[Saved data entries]
## BEGIN

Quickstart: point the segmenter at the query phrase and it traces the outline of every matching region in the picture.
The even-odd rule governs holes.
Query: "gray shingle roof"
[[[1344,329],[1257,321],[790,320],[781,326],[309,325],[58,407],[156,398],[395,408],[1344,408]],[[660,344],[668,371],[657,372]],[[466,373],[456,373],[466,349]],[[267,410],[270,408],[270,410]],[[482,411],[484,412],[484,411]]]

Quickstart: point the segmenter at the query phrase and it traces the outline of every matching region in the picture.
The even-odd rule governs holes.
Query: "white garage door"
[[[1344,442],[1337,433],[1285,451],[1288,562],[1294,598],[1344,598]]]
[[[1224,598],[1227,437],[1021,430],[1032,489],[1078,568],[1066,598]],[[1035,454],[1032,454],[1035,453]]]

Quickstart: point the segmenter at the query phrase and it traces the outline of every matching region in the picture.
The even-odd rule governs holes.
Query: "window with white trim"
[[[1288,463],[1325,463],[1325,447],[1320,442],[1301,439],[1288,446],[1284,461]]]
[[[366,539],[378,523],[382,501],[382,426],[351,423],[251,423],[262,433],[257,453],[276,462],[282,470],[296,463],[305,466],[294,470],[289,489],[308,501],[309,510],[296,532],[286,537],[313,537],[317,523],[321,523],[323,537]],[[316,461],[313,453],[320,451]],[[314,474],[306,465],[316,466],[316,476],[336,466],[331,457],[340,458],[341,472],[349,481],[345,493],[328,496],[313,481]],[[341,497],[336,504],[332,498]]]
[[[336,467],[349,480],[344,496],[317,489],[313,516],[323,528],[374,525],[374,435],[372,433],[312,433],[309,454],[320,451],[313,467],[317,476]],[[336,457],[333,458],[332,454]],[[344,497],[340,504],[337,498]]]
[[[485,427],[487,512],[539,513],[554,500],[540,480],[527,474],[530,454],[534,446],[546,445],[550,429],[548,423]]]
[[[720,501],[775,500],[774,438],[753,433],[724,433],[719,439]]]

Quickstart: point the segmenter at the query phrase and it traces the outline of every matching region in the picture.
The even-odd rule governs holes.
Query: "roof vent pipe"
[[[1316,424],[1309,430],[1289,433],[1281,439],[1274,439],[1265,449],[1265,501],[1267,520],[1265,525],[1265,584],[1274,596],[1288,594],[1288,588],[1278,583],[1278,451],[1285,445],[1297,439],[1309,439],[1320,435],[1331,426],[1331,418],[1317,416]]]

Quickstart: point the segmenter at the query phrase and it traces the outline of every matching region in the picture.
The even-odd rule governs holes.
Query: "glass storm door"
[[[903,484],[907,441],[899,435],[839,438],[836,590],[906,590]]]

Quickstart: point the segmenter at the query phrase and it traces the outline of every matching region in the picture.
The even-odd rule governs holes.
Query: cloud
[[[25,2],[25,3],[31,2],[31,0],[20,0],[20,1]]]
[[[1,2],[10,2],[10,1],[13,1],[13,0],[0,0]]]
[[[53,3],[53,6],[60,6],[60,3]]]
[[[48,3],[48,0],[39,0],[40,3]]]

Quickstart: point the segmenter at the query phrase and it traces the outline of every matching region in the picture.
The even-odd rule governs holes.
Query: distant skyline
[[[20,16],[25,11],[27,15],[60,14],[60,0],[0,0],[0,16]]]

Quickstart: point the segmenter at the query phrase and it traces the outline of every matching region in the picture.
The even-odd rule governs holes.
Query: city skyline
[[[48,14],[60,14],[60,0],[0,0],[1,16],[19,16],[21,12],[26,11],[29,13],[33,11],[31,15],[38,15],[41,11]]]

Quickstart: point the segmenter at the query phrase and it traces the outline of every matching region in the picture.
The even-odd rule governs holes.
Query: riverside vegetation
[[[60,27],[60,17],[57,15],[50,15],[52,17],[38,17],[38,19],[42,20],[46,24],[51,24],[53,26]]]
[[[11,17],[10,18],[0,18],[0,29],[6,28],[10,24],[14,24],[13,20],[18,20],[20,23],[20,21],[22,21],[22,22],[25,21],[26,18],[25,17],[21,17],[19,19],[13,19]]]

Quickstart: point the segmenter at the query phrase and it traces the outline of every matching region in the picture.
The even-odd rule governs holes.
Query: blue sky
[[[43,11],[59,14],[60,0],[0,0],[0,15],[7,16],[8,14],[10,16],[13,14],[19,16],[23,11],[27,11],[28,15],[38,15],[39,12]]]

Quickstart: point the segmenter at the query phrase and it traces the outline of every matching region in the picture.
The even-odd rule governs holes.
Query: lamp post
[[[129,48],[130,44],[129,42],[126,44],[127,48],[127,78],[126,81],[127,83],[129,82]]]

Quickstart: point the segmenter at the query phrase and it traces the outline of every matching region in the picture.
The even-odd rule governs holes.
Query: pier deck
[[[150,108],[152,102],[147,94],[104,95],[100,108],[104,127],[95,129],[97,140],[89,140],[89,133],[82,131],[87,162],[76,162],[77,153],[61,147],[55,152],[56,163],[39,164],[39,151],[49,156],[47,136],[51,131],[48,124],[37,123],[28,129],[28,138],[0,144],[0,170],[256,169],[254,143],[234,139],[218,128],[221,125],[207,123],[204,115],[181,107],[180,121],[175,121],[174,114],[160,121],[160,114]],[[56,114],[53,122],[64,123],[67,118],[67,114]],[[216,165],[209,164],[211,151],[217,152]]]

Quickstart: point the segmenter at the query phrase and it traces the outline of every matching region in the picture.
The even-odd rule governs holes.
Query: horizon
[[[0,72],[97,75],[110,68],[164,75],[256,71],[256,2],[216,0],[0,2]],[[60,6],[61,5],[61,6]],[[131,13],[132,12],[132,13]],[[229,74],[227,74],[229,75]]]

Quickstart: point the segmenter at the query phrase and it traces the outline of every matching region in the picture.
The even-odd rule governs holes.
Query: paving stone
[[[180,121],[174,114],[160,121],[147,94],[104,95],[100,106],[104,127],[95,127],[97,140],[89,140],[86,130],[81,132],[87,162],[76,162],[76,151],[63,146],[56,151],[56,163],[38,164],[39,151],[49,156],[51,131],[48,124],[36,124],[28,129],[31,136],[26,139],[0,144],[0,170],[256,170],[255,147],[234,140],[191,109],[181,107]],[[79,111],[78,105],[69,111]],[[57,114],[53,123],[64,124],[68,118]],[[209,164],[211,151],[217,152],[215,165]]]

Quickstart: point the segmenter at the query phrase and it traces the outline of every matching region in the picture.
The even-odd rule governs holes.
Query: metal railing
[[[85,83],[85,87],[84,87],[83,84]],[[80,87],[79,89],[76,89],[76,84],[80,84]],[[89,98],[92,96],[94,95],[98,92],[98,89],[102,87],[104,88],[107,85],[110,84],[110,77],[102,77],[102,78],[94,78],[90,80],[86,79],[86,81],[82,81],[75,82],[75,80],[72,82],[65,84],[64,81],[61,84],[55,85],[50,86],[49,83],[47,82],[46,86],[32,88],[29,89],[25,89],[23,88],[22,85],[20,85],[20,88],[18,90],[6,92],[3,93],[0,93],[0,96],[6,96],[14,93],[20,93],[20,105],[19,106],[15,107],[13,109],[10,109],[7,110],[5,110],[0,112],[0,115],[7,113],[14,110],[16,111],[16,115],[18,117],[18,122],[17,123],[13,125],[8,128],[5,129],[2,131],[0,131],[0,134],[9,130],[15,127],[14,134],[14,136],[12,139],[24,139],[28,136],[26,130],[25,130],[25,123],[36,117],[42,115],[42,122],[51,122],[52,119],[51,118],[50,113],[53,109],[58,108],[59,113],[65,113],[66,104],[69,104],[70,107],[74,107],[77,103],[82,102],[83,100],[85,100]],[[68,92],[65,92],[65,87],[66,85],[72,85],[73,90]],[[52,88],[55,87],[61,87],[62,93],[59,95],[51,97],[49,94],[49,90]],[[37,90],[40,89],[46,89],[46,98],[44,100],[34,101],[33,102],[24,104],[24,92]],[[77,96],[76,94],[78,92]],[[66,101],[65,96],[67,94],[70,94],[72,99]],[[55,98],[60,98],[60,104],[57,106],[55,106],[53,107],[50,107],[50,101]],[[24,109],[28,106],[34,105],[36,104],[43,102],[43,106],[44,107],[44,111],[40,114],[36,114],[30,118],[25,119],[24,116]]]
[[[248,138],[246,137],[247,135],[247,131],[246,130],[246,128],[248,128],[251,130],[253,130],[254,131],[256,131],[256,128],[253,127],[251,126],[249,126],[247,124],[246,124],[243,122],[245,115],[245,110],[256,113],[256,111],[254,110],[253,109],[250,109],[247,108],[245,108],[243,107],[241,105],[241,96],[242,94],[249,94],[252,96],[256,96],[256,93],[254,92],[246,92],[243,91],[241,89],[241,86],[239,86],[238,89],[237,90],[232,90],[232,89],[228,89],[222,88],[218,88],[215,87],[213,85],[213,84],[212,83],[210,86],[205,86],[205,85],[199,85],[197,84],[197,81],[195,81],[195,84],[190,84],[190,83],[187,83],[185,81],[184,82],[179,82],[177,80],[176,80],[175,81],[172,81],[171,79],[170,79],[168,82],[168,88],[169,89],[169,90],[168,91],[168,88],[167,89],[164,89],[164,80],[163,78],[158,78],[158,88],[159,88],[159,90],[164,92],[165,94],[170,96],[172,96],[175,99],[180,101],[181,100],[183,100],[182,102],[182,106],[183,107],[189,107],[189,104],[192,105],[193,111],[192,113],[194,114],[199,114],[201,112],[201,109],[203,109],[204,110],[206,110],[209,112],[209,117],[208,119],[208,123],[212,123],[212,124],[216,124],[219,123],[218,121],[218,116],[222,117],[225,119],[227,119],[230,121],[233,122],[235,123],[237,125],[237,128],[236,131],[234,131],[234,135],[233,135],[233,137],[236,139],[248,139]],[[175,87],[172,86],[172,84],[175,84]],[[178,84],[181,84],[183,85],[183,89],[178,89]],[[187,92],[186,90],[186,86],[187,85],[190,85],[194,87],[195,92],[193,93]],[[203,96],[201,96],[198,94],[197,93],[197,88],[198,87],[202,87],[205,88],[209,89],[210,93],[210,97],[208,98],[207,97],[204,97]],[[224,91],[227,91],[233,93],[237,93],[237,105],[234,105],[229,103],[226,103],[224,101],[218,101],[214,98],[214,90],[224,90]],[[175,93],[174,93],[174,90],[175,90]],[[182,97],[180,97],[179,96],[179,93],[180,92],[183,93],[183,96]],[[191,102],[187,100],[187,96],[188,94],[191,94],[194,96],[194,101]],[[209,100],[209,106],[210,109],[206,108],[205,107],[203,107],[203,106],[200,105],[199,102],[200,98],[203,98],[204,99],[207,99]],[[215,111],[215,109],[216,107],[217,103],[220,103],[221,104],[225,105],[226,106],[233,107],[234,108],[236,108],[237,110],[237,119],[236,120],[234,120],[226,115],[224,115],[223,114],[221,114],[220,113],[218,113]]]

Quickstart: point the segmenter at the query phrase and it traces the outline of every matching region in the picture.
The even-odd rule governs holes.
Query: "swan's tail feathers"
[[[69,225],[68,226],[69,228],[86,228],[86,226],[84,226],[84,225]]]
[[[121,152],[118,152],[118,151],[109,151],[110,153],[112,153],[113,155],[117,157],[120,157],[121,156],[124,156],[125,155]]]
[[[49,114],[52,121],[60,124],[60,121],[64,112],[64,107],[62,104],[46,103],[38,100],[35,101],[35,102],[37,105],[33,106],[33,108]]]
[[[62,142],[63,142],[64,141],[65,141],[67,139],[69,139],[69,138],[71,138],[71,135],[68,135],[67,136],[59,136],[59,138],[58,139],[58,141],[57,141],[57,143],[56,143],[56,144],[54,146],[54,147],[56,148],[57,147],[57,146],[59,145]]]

## END

- Aim of the exercise: Count the lines in the records above that contain the word "white". Reply with the number alone.

- Final result: 2